*Data for this exercise*.
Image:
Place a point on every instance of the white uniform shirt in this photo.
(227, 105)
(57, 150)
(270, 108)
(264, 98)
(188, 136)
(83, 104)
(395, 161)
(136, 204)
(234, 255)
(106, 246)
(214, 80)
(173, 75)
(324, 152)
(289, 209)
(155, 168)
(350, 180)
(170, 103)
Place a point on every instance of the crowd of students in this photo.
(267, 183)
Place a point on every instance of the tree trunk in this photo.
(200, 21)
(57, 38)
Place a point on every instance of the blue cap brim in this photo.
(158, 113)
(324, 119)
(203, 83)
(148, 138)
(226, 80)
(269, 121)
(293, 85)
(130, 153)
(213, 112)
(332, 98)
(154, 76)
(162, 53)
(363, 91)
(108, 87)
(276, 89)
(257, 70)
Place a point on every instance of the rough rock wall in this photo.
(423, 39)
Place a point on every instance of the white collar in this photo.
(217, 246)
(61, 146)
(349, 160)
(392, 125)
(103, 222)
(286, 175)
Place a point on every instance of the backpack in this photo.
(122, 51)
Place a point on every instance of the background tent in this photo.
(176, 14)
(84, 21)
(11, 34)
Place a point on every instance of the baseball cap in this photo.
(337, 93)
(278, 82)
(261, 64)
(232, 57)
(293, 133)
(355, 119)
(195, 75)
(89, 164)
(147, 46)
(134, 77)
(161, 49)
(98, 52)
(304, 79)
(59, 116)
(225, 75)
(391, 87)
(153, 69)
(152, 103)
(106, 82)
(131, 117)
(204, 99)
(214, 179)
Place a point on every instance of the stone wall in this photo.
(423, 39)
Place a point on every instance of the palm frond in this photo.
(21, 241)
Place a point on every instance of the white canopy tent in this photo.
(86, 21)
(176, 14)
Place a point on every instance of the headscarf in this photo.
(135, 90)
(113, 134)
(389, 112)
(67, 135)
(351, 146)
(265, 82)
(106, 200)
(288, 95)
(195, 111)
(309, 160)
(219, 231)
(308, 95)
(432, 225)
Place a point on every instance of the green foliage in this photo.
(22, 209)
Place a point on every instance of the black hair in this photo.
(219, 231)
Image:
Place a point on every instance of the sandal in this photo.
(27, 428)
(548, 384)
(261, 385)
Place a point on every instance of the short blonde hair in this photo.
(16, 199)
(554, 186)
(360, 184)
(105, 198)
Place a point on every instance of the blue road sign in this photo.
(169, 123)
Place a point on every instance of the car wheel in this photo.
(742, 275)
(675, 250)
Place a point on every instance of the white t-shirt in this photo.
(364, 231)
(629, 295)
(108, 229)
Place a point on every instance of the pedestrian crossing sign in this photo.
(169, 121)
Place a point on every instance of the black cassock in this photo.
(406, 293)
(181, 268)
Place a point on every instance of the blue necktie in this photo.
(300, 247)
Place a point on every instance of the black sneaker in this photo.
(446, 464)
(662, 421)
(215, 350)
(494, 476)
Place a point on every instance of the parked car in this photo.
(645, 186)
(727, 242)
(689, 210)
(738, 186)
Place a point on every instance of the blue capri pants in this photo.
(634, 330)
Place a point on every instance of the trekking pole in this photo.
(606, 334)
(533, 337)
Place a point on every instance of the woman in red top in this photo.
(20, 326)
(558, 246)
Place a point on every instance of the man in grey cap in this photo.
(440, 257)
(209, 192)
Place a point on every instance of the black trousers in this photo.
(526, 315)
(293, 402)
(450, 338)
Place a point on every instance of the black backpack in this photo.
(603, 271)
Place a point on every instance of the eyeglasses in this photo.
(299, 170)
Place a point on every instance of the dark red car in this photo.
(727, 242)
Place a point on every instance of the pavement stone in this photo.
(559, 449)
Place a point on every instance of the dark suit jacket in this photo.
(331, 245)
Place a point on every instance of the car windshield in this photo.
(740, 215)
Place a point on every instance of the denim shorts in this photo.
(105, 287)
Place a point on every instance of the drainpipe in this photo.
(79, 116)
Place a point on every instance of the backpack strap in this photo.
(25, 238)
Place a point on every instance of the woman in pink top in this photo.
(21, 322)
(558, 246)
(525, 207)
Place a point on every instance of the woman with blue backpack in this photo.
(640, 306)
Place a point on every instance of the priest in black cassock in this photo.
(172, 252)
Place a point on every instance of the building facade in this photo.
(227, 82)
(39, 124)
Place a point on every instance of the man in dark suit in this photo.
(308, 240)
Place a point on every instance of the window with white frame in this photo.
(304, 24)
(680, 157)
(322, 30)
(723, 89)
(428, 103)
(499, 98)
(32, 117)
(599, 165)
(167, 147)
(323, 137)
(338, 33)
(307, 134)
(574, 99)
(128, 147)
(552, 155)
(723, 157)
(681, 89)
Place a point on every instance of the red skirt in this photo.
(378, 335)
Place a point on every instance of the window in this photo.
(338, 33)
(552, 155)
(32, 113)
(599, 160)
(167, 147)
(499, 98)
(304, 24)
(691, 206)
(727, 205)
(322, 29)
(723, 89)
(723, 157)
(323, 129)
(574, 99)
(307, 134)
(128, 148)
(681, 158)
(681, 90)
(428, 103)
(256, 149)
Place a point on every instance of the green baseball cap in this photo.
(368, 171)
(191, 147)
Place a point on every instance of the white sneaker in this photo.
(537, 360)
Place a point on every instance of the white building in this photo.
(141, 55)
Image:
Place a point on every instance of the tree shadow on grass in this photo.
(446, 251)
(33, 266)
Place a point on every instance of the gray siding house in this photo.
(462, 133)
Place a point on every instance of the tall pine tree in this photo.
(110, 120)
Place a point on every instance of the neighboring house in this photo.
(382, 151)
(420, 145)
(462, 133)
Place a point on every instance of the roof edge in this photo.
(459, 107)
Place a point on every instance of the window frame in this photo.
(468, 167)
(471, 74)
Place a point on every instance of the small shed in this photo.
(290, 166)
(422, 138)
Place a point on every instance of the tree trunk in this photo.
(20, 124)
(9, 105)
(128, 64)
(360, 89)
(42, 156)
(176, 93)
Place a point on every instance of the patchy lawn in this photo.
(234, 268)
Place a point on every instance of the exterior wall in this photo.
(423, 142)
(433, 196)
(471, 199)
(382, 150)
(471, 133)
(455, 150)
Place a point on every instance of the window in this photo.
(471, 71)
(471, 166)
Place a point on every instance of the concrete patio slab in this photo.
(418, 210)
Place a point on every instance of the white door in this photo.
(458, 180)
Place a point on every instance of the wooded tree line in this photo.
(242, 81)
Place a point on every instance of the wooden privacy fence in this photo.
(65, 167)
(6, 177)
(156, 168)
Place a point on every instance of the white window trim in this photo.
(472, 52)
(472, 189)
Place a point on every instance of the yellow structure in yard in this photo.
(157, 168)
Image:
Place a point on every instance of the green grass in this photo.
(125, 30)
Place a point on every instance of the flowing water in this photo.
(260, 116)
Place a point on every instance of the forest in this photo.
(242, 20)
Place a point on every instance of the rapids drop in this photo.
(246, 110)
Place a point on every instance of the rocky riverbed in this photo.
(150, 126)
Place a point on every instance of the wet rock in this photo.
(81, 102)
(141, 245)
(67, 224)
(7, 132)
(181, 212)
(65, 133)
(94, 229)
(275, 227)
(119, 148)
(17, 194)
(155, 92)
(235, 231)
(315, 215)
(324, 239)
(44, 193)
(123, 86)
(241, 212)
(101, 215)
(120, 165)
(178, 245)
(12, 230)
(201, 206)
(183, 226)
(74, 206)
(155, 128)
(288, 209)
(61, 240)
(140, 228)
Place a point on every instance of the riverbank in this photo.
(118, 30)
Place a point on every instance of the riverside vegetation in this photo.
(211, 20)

*Given request*.
Copy every line of the records word for word.

*Full solution*.
Image:
Place a point on every instance of the white uniform shirt in this photo.
(227, 105)
(57, 150)
(270, 108)
(264, 98)
(188, 136)
(83, 104)
(395, 161)
(136, 204)
(234, 255)
(106, 246)
(214, 80)
(173, 75)
(324, 152)
(289, 209)
(155, 168)
(350, 180)
(170, 103)
Place a point on every instance of the crowd of students in this photo.
(267, 183)
Place a point on every instance of the tree trunk in this photo.
(200, 21)
(57, 38)
Place a point on every instance of the blue cap brim in this photo.
(158, 113)
(324, 119)
(203, 83)
(148, 138)
(226, 80)
(269, 121)
(293, 85)
(130, 153)
(213, 112)
(332, 98)
(154, 76)
(162, 53)
(363, 91)
(108, 87)
(276, 89)
(257, 70)
Place a point on every instance of the rough rock wall in this photo.
(423, 39)
Place a point on every instance of the white collar in this photo.
(217, 246)
(61, 146)
(349, 160)
(392, 125)
(103, 222)
(286, 175)
Place a point on every instance of the backpack in this photo.
(122, 51)
Place a point on every instance of the background tent in this photo.
(176, 14)
(84, 21)
(11, 34)
Place a point on every instance of the baseball cap in this photo.
(337, 93)
(278, 82)
(261, 64)
(232, 57)
(293, 133)
(355, 119)
(195, 75)
(89, 164)
(147, 46)
(134, 77)
(161, 49)
(98, 52)
(304, 79)
(59, 116)
(225, 75)
(391, 87)
(153, 69)
(152, 103)
(106, 82)
(131, 117)
(204, 99)
(214, 179)
Place a point on every instance of the stone wall in this photo.
(423, 39)
Place a point on every instance of the palm frond in this photo.
(21, 241)
Place a point on every instance of the white canopy tent in this photo.
(86, 21)
(176, 14)
Place a point on every instance of the headscarf in this photo.
(135, 90)
(113, 134)
(389, 112)
(67, 135)
(351, 146)
(265, 82)
(106, 200)
(288, 95)
(195, 111)
(309, 160)
(219, 231)
(308, 95)
(432, 225)
Place a point on every instance of the green foliage in this photo.
(22, 209)
Place a point on every instance of the black hair in this photo.
(219, 231)
Image:
Place a point on every instance of the sandal in this photo.
(27, 428)
(548, 384)
(261, 385)
Place a point on every instance of the short blonde hair in this photo.
(16, 199)
(554, 186)
(360, 184)
(105, 198)
Place a point on every instance of the blue road sign in this photo.
(169, 123)
Place a point on every instance of the car wheel in this photo.
(742, 275)
(675, 250)
Place a point on every instance of the white t-shirt in this photo.
(364, 231)
(629, 295)
(108, 229)
Place a point on every instance of the pedestrian crossing sign in this photo.
(169, 121)
Place a point on every instance of the black cassock in this photo.
(406, 293)
(181, 268)
Place a point on every instance of the blue necktie in this photo.
(300, 247)
Place a point on every instance of the black sneaker in this photo.
(446, 464)
(662, 421)
(215, 350)
(494, 476)
Place a point on every instance of the parked car in this photo.
(645, 186)
(727, 242)
(689, 210)
(738, 186)
Place a point on every instance of the blue capri pants in this photo.
(634, 330)
Place a point on every instance of the trekking pole in this photo.
(606, 334)
(533, 337)
Place a point on every instance of the woman in red top in this photo.
(20, 326)
(558, 246)
Place a point on every instance of the man in grey cap in this photo.
(440, 257)
(209, 192)
Place a point on every instance of the black trousers in this photo.
(526, 315)
(293, 402)
(450, 338)
Place a point on every instance of the black backpack in this photo.
(603, 271)
Place a point on every instance of the eyeglasses in this photo.
(299, 170)
Place a point on every instance of the dark red car in this photo.
(727, 242)
Place a point on every instance of the pavement stone in this photo.
(559, 449)
Place a point on every instance of the dark suit jacket in this photo.
(331, 245)
Place a point on every instance of the car windshield in this photo.
(740, 215)
Place a point on every instance of the denim shorts in this photo.
(105, 287)
Place a point on every instance of the drainpipe in this photo.
(79, 116)
Place a point on every instance of the backpack strap in this photo.
(25, 238)
Place a point on every instance of the woman in pink top in this photo.
(21, 322)
(558, 246)
(525, 207)
Place a point on every instance of the woman with blue backpack in this photo.
(640, 306)
Place a point on every instance of the priest in black cassock in this photo.
(172, 252)
Place a point on every instance of the building facade in this photo.
(227, 82)
(39, 124)
Place a point on every instance of the man in dark suit in this photo.
(308, 240)
Place a point on every instance of the window with white frame in this photo.
(304, 24)
(680, 157)
(322, 30)
(723, 89)
(428, 103)
(499, 98)
(32, 117)
(599, 165)
(167, 147)
(323, 137)
(338, 33)
(307, 134)
(574, 99)
(128, 147)
(552, 155)
(723, 157)
(681, 89)
Place a point on every instance of the red skirt in this photo.
(378, 335)
Place a point on every instance of the window in this photo.
(338, 33)
(552, 155)
(32, 113)
(599, 160)
(167, 147)
(499, 98)
(304, 24)
(691, 206)
(727, 205)
(322, 29)
(723, 89)
(723, 157)
(323, 129)
(574, 99)
(307, 134)
(128, 148)
(681, 158)
(681, 90)
(428, 103)
(256, 149)
Place a point on every instance of the green baseball cap in this photo.
(368, 171)
(191, 147)
Place a point on every instance of the white sneaker in this photo.
(537, 360)
Place a point on every instance of the white building in this photo.
(141, 55)
Image:
Place a point on every instance of the tree shadow on grass in this photo.
(446, 251)
(33, 266)
Place a point on every instance of the gray siding house in this photo.
(462, 133)
Place a point on every instance of the tall pine tree in this photo.
(110, 120)
Place a point on every instance of the neighboring house in this photo.
(382, 151)
(420, 145)
(462, 133)
Place a point on every instance of the roof edge in this photo.
(459, 107)
Place a point on every instance of the window frame in this photo.
(468, 167)
(471, 74)
Place a point on every instance of the small shed in this photo.
(290, 166)
(422, 138)
Place a point on every instance of the tree trunk in this photo.
(20, 124)
(9, 105)
(128, 64)
(360, 89)
(42, 156)
(176, 93)
Place a point on every instance of the patchy lawn in this photo.
(234, 268)
Place a point on every instance of the exterior wall in this photo.
(423, 142)
(433, 196)
(471, 199)
(382, 150)
(471, 133)
(455, 150)
Place a point on every instance of the window in this photo.
(471, 71)
(471, 166)
Place a point on every instance of the concrete patio slab in this photo.
(418, 210)
Place a point on every instance of the white door in this photo.
(458, 180)
Place a point on every instance of the wooded tree line in this photo.
(242, 81)
Place a point on every instance of the wooden privacy fence in this photo.
(65, 167)
(6, 177)
(156, 168)
Place a point on every instance of the white window trim in this photo.
(472, 52)
(472, 189)
Place a point on every instance of the yellow structure in yard in this photo.
(157, 168)
Image:
Place a point on every instance of the green grass in this photo.
(125, 30)
Place a point on every instance of the flowing water in this photo.
(260, 116)
Place a point on every instance of the forest in this photo.
(242, 20)
Place a point on every instance of the rapids drop in this photo.
(246, 110)
Place a point on every instance of the rocky riverbed in this photo.
(150, 126)
Place a point on every instance of the wet rock in this photo.
(81, 102)
(141, 245)
(67, 224)
(7, 132)
(181, 212)
(65, 133)
(94, 229)
(275, 227)
(119, 148)
(17, 194)
(155, 92)
(235, 231)
(315, 215)
(324, 239)
(44, 193)
(123, 86)
(241, 212)
(101, 215)
(120, 165)
(178, 245)
(12, 230)
(201, 206)
(183, 226)
(74, 206)
(155, 128)
(288, 209)
(61, 240)
(140, 228)
Place a point on every instance of the riverbank in this photo.
(118, 30)
Place a point on every instance of the riverside vegetation in this photo.
(211, 20)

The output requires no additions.